* _REQUIRED TASK_
Answer these questions from the article below about Lien Chan's trip to China:
(a) How many years will it have been since a leader of the Nationalist Party set foot in China?
(b) In what year did Mao Zedong's Communists win the civil war against the Nationalists?
(c) Who defeated the Nationalists for the presidency in the 2000 election?

* _SELECTED EXTRACT_
China welcomes former opponent

TAIPEI, Taiwan - The leader of Taiwan's biggest opposition party would have once been jailed or executed for what he plans to do Tuesday: fly to rival China for a weeklong tour that's supposed to climax in a handshake with the Chinese president.

Lien Chan's trip will be the first time in 56 years that the leader of his once staunchly anti-Communist Nationalist Party sets foot in China - just 100 miles west of this leaf-shaped island.

His tour will mark one of the biggest political ironies in the past decade of dizzying change in Taiwan, one of Asia's youngest and most dynamic democracies. The trip might also calm tensions across the Taiwan Strait, where a war could quickly involve U.S. forces.

Lien's Nationalists ruled the mainland until 1949, when Mao Zedong's Communist guerrillas won a bloody civil war. The Nationalists moved their government to Taiwan, where they vowed to fight their way back to the mainland, oust the Communists and unify China.

They ruled Taiwan for five decades, often using brutal, authoritarian tactics to root out suspected Communist sympathizers. Teachers, lawyers, doctors and other intellectuals were jailed or shot for allegedly supporting Mao and his "red bandits." Travel to China was banned as well as books, magazines and newspapers from the mainland.

Two major changes happened in the 1980s: Taiwan began relaxing restrictions on trade and travel to China, and the island became more democratic, causing the Nationalists' iron grip to weaken. They eventually lost the presidency in the 2000 election to Chen Shui-bian, a feisty lawyer who once defended dissidents jailed by the Nationalists.

Chen's once-banned Democratic Progressive Party never shared the Nationalists' dream of Taiwan-China unification. Chen believes only Taiwanese voters should decide the island's future and formal independence should be an option - a view that makes the Nationalists and Communists bristle.

* _RECORDS_
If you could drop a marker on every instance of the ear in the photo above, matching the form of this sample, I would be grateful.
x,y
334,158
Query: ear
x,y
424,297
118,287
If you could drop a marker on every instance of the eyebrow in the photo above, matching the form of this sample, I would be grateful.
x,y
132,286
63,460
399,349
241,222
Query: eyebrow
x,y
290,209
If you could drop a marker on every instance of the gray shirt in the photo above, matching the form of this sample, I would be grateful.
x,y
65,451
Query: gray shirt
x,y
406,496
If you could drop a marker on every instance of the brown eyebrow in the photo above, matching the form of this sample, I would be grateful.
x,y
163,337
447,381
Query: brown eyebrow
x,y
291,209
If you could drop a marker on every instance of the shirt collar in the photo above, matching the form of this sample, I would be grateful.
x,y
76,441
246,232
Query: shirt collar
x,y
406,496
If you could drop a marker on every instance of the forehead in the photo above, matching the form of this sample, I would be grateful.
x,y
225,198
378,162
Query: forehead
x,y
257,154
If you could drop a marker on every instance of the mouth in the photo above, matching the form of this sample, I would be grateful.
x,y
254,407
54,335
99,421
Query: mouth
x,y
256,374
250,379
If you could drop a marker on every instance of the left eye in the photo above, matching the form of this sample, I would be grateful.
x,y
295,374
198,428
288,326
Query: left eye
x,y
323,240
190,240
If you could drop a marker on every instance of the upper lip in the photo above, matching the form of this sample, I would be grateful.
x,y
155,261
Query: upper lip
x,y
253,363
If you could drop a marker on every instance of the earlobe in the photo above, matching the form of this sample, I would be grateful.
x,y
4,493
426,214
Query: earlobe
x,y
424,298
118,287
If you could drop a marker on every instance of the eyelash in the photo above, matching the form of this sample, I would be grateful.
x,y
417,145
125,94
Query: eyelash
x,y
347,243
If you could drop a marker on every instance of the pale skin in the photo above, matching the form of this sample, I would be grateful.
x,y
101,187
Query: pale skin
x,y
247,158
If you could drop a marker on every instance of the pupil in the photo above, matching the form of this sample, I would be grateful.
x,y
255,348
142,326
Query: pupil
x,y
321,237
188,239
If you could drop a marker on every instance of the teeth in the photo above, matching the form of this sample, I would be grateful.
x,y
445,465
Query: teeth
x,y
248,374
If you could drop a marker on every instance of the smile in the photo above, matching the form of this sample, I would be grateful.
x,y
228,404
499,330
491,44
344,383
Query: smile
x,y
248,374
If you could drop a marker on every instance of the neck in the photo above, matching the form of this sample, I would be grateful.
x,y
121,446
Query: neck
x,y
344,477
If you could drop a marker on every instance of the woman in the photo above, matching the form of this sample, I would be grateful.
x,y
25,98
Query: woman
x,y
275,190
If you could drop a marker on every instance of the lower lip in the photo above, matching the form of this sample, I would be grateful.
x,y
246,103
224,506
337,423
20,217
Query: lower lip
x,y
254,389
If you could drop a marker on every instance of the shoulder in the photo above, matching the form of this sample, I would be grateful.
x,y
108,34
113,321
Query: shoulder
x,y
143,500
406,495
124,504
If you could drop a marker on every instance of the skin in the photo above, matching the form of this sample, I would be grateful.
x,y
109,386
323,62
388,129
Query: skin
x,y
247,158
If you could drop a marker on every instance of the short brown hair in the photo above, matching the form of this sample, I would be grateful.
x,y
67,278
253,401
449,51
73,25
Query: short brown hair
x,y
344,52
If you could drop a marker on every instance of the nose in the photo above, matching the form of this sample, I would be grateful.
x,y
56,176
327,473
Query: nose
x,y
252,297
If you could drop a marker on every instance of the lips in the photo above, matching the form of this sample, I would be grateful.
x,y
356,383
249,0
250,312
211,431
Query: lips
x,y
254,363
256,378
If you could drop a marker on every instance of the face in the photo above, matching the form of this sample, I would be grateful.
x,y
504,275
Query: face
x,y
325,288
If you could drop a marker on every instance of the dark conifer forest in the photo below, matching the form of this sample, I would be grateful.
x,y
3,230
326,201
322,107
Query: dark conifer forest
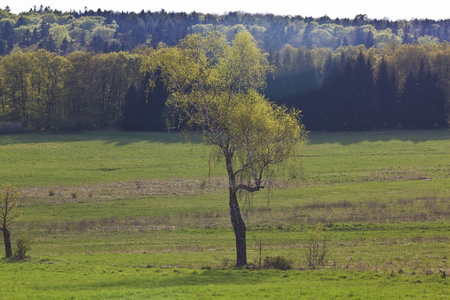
x,y
81,70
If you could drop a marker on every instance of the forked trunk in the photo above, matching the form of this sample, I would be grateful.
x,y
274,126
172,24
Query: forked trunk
x,y
236,218
7,240
239,230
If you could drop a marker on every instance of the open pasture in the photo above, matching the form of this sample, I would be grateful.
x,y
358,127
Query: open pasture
x,y
135,215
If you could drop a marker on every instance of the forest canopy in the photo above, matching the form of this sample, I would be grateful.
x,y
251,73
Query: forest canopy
x,y
80,70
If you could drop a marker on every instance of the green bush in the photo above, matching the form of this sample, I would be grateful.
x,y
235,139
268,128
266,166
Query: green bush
x,y
277,262
22,247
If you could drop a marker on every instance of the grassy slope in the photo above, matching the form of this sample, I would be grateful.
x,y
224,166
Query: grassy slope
x,y
383,195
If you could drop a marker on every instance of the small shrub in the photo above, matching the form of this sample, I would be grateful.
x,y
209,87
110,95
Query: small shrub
x,y
277,262
317,246
22,247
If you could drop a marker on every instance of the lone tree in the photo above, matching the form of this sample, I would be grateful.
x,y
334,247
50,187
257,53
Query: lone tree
x,y
9,211
214,87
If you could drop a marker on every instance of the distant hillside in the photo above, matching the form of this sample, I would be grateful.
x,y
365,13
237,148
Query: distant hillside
x,y
108,31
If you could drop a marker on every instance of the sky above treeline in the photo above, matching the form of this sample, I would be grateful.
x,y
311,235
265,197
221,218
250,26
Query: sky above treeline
x,y
378,9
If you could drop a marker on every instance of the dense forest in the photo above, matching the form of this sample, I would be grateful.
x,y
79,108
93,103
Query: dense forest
x,y
80,70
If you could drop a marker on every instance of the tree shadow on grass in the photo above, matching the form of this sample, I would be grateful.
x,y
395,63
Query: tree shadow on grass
x,y
118,138
354,137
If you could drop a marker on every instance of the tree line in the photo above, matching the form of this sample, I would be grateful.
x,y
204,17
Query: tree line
x,y
107,31
352,88
45,91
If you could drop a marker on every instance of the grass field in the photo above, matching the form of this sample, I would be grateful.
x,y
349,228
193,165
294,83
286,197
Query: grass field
x,y
135,215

* _ANSWER TO THIS EXERCISE_
(a) 56 years.
(b) 1949.
(c) Chen Shui-bian.